The Social Cost of the Pandemic
After decades of volatility, crises and high rates of poverty and inequality, the first decade of the century marked a turning point for Latin America. China’s growth and increased demand for commodities, the implementation of policies to combat poverty, and educational improvements raised incomes, particularly among the poorest. Between 2000 and 2018, the number of Latin Americans living on less than USD 4 a day more than halved (from 33% to under 15%), and the middle classes grew to all-time highs.
But the COVID-19 crisis threatens to undo these gains. First, economic growth has slackened for several years, slowing down the pace of these social improvements. In addition, vulnerable groups—those with an income enough to stay above the poverty line but with few tools to deal with negative external shocks—remained relatively constant at 33% over the past two decades.
Today, more than 210 million vulnerable people in Latin America are at risk of falling back into poverty. They do not have savings to cope with sudden loss of income, have relatively low educational levels and live in densely populated cities—often in overcrowded households and with little access to quality public services—, and thus more exposed to the virus. In turn, almost 50% of Latin American workers are in the informal sector and have limited access to social protection systems. In fact, more than a third of the region’s population is not covered by public social protection programs.

☆ ☆ ☆ ☆ ☆

● **PROBLEM SET**
1 - According to the passage on the pandemic's social cost, what share of Latin American workers are in the informal sector?
2 - Reproduce the passage on the pandemic's social cost word for word, from "The Social Cost" to "to all-time highs.".

☆ ☆ ☆ ☆ ☆

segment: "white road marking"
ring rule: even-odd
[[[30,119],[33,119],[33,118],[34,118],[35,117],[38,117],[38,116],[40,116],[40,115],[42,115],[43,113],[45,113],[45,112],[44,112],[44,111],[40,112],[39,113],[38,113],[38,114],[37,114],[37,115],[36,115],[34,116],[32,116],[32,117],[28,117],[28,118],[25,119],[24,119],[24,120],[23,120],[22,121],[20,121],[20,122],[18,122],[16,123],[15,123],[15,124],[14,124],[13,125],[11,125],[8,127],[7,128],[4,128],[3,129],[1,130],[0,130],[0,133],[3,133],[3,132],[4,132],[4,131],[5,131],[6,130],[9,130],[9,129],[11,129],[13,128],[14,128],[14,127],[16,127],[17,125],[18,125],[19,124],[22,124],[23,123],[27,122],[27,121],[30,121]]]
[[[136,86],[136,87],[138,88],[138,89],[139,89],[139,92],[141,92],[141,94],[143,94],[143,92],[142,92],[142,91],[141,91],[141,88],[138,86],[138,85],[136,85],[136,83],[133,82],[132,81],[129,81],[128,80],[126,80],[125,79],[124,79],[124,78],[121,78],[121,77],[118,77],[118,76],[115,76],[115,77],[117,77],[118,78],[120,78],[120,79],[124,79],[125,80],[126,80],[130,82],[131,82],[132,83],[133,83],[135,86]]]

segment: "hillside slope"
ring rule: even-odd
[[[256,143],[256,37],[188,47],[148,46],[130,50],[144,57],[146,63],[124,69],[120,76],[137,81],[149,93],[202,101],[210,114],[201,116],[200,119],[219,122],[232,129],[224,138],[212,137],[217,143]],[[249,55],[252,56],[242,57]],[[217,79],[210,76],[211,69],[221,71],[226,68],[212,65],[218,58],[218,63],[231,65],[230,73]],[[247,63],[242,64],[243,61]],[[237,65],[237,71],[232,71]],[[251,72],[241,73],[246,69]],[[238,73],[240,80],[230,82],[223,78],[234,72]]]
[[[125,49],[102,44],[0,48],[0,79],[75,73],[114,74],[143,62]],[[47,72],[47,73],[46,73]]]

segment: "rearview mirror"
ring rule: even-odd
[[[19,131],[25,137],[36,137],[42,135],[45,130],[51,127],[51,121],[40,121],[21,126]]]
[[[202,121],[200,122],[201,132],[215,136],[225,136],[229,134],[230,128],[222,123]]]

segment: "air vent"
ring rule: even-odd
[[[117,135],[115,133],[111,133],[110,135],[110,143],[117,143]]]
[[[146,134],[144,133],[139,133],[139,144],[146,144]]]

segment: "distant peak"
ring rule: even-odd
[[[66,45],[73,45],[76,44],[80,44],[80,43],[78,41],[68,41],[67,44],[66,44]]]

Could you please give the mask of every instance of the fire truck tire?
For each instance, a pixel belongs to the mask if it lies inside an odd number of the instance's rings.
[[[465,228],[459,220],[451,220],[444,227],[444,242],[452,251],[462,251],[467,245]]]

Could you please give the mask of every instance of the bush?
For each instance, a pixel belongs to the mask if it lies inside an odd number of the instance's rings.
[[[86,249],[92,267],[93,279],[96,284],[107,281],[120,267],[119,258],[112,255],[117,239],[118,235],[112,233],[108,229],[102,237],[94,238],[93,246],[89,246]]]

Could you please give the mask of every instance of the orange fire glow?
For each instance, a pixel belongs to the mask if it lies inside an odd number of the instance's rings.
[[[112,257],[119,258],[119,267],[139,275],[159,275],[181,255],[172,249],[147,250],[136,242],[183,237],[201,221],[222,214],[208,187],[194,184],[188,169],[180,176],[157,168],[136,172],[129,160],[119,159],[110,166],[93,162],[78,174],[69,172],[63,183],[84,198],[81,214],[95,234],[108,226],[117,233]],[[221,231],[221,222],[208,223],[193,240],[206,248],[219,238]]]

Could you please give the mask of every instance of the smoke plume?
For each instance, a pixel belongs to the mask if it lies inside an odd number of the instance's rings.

☆ ☆ ☆ ☆ ☆

● **PER-TASK ANSWERS**
1 - Almost 50% of Latin American workers are in the informal sector.

2 -
The Social Cost of the Pandemic
After decades of volatility, crises and high rates of poverty and inequality, the first decade of the century marked a turning point for Latin America. China’s growth and increased demand for commodities, the implementation of policies to combat poverty, and educational improvements raised incomes, particularly among the poorest. Between 2000 and 2018, the number of Latin Americans living on less than USD 4 a day more than halved (from 33% to under 15%), and the middle classes grew to all-time highs.